Euston to Inverness

— 2008 —

Levin had been married three months. He was happy, but not at all in the way he had expected to be.

Leo Tolstoy, Anna Karenina

Everyone was getting married in 1879. King Wilhelm, the greatest debauchee of the age, snagged a trophy wife. A young suffragette said ‘I do’ to the lawyer Richard Pankhurst. The American painter Frank Millet turned up in London, borrowing a room in Kate Field’s rented London house as part of his wedding tour. Most of the brides then would have worn white lace and orange blossom. Their mothers would have piled up a collection of silver forks and spoons. Perfume bottles and trifle stands and ready cash as gifts. The whole thing was like a delicious dream. Reflections of Persian carpets and white gloves and fish slices and pearls floated on a rose bowl’s watery surface. Weddings were big business for the Victorians. Presents were a weighty obligation. Honeymoons followed a set pattern. Tunbridge Wells or the Isle of Wight or Bath if you were on a budget. Those with more to spend would head abroad, for a version of the Tour. Rome or Paris, or touring the Italian Riviera, stopping at spas and casinos along the way. American brides would find themselves steamboating down the Hudson River, or falling in love at Niagara Falls.

Trollope always had marriage on his mind. Almost every one of his novels tackled the question of whether you should marry Mr X or Lord Y. Mr X, for the most part being the good-looking man who liked gambling, and Lord Y being your sensible cousin who you’d known all your life. But Trollope’s books that year took an especially dark look down the aisle. One told the story of a reckless bigamist. Another featured an Irish nobleman, a death on a clifftop and a pregnant mistress. Yet again he called her Kate, yet another namesake for his real Kate to wonder at.

And Tolstoy, too, of course. Honeymoons were, he thought, a kind of abomination, a disillusion, a hole in the sock that constituted the mundane truth of marriage’s reality. When he wrote of getting married he was searching the territory of the happy ever after. To taste life after candyland. He writes the story of a woman called Másha, seeking the excitement she believes should exist in marriage. Loving her husband was not enough for her, after the happiness of falling in love. She wants movement, excitement, danger. She feels a superabundance of energy running through her body, an itch, a restlessness. Things are not as she imagined they would be.

As for Kate Field, she only played at getting married. As she approached her fortieth birthday, she felt the need to escape the written page, to feel and experience an art that would use her whole body. She wanted to act. Perhaps it was the thoughts of her father, a man who’d spent his lifetime on the stage. Perhaps it was the memory of his loss that drove her, as she tried to get her acting career off the ground.
- - - - -
-- Jobs --
a: Answer these questions using the essay on 1879 marriages:
(i) Whom did the young suffragette marry?
(ii) What is the name of the woman in the story Tolstoy writes?
(iii) What did Kate Field want to do as she approached her fortieth birthday?
b: Write a few more paragraphs of the essay on 1879 marriages, picking up right after its final sentence.

(Image annotation data)
- - - - -
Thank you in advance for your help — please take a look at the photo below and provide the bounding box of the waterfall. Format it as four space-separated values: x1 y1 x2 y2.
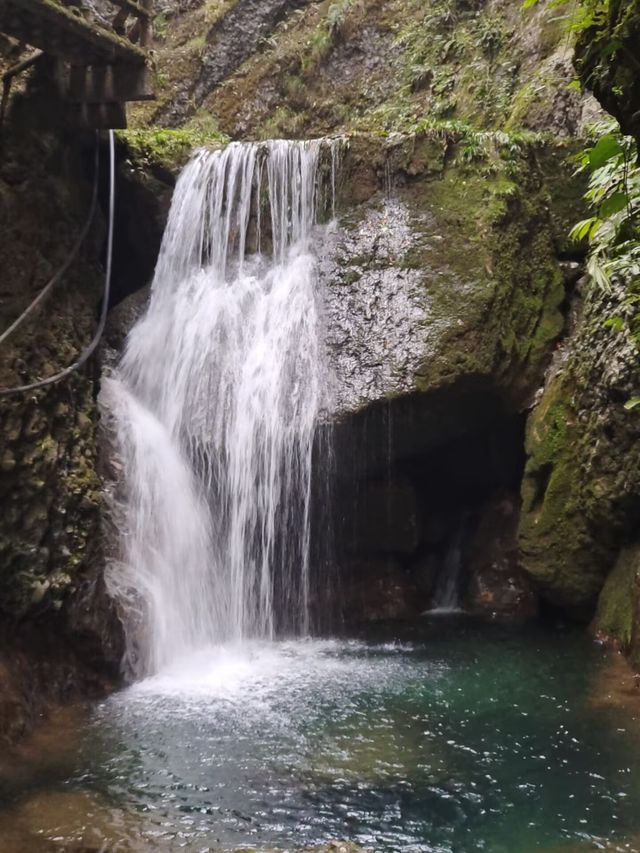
427 514 468 614
102 141 337 675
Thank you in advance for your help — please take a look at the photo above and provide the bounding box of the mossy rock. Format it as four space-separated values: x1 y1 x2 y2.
519 285 640 618
592 545 640 670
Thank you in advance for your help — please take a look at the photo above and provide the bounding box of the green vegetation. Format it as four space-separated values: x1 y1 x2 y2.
571 120 640 292
117 122 229 171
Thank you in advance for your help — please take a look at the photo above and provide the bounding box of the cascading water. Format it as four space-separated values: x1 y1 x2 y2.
102 141 337 675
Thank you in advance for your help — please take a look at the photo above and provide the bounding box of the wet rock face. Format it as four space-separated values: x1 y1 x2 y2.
519 286 640 615
0 101 121 738
0 128 100 617
574 0 640 142
161 0 312 124
466 493 538 622
320 138 564 436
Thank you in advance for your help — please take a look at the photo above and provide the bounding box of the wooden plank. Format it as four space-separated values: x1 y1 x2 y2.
61 65 154 104
0 0 146 65
111 0 151 18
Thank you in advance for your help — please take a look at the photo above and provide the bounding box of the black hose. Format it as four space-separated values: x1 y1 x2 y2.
0 130 115 397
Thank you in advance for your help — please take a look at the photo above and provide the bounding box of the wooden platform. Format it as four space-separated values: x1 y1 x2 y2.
0 0 154 127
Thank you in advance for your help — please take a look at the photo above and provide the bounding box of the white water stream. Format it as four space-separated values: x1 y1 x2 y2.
102 141 335 676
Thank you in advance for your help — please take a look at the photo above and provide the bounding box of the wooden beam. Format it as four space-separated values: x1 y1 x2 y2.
0 0 146 65
58 65 154 104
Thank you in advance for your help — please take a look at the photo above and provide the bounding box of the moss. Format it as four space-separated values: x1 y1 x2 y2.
574 0 640 142
117 125 229 172
594 548 640 652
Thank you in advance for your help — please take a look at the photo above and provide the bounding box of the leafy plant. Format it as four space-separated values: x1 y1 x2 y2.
522 0 609 32
571 120 640 290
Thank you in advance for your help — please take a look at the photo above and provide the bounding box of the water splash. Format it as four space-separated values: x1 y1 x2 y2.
102 141 338 674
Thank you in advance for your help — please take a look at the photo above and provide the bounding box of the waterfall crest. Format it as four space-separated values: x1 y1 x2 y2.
102 141 337 675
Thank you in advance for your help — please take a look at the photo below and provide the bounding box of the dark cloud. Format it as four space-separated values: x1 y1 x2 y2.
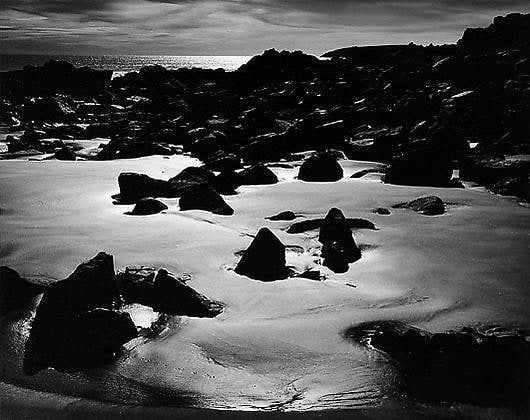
- - - - -
-- Results for the exercise --
a:
(i) The lawyer Richard Pankhurst.
(ii) Másha.
(iii) She wanted to act.

b:
She did her best that year, from Boston to Broadway, New Haven to Providence, Buffalo to Cleveland. A well-known writer taking to the stage. She was cut down by the American press. Her appearance at Booth’s Theatre, Broadway was spun as a piece of hilarious arrogance, and critics trashed her at every turn. It was difficult to imagine anything more unsympathetic than Miss Field’s presence and delivery. She was neither young nor handsome.

It was sheer lack of money that led Field to see if she could do better elsewhere. Purchasing an eighteen-guinea ticket from J. Bruce Ismay’s office on Broadway, just down the street from Sarony’s photographic studio, she took her passage on a White Star liner to Liverpool. She sailed from New York in June of 1875, and had a little over a week to think through her decision. She was one of the few single women in first class, sandwiched on the passenger list between someone called H. J. Sheldon and J. Barclay McCarthay. White Star boasted about its speed, but marketed itself mostly through its luxury. For the first-class passengers, the run was not so much a racetrack but a sort of Peacock Alley, calling at Queenstown for mail and more passengers. Fashions that season were for black straw, feather lockets and dresses in cream. Far below the first-class elite, a thousand individuals travelled in steerage, wearing whatever they could afford.

Boats, like trains, are where marriages are made – and unmade. New York to Liverpool Docks. From the pictures, it looked like a floating palace-cum-hotel, with a piano, a library, baths and bridal suites with grand double beds. Couples courted in upholstered corners of the Grand Saloon. There is, reported one captain, always a Belle.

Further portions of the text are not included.